- [Exercise description]
Reproduce every line of the listing as written, apart from the pictures.

- [Supplied entries]
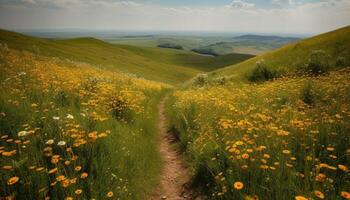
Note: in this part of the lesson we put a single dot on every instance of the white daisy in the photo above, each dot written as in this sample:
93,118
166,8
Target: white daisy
61,143
22,133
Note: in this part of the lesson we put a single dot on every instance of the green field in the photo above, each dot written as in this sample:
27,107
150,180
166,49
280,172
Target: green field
79,119
163,65
220,45
286,138
293,56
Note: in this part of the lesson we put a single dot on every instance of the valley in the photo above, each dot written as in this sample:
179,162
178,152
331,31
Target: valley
84,118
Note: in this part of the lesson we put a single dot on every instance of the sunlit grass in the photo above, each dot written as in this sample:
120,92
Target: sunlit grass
284,139
71,131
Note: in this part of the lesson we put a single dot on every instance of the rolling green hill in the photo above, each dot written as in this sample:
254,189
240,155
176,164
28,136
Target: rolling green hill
166,65
291,57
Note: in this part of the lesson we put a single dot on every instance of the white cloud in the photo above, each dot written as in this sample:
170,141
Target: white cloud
240,16
282,2
241,4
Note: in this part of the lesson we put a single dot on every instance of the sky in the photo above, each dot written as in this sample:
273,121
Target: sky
254,16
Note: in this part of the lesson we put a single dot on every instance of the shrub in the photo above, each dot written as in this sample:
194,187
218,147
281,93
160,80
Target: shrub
318,63
200,80
171,46
221,80
340,62
261,73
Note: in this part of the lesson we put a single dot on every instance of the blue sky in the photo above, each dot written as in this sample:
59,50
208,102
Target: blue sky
258,16
258,3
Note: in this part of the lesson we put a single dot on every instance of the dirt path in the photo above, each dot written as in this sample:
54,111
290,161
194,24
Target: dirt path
175,177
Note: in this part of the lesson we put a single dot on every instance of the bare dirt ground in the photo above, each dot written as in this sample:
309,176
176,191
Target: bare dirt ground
175,178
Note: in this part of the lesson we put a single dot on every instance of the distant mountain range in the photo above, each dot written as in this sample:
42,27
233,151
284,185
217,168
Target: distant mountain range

- [Answer to this exercise]
Note: in this part of the lesson we put a single dot on every instance of the white daisy in the photo above, each dot written as in this sample:
93,118
166,8
Target: white daisy
61,143
22,133
Note: in this part of the lesson we put a single dot on every instance of the green field in the photo above, each dot written as in this sample:
27,107
150,180
166,49
280,172
Target: green field
79,119
163,65
220,45
286,138
293,56
Note: in this part of the lesson we put a single dot on every instance of the valley in the photo above, each dot written as in this sample:
179,162
178,152
331,31
Target: valley
84,118
Note: in this part of the lesson we put a single dot on every instance of the sunlit grass in the photo above, each dot written as in this sample:
120,92
Target: sunlit grass
284,139
71,131
Note: in this part of the lesson we put a single dot on every instance of the rolling green hill in the photo above, each dot written as in this sample:
254,189
240,155
176,164
28,136
Target: rolling green hill
166,65
291,57
Note: in this part of the lesson we put a single dot on every instance of the white cloud in the photo above, each dot written as in this sample:
170,141
Target: white cloud
240,16
282,2
241,4
Note: in this part of the lesson we put a single dot on every instance of the sky in the photo above, each dot written as in this sample:
273,121
Target: sky
254,16
Note: in this part of the lesson we put a single dot on every instance of the shrub in the photo above, each dot written as in this sample:
194,187
218,147
281,93
160,80
Target: shrub
318,63
200,80
171,46
221,80
340,62
261,73
Note: in this part of the lesson we put a single dot on every instance of the blue sky in the photo above, each dot written as in this sample:
59,50
208,102
Target: blue sky
258,16
258,3
Note: in this part of the lesson we put a single dot on every instance of the dirt path in the photo above, each dot written as in this sample:
54,111
290,161
194,24
Target: dirt path
175,177
Note: in this part of the lesson we put a single dot on every instance of the bare dirt ground in the photo above, each dot written as in this sample:
309,176
176,191
Target: bare dirt ground
175,178
Note: in this part of the lesson we put a single dot on every instance of the distant mountain range in the photo above, each dot written as in this sample:
42,27
233,151
284,185
217,168
Target: distant mountain range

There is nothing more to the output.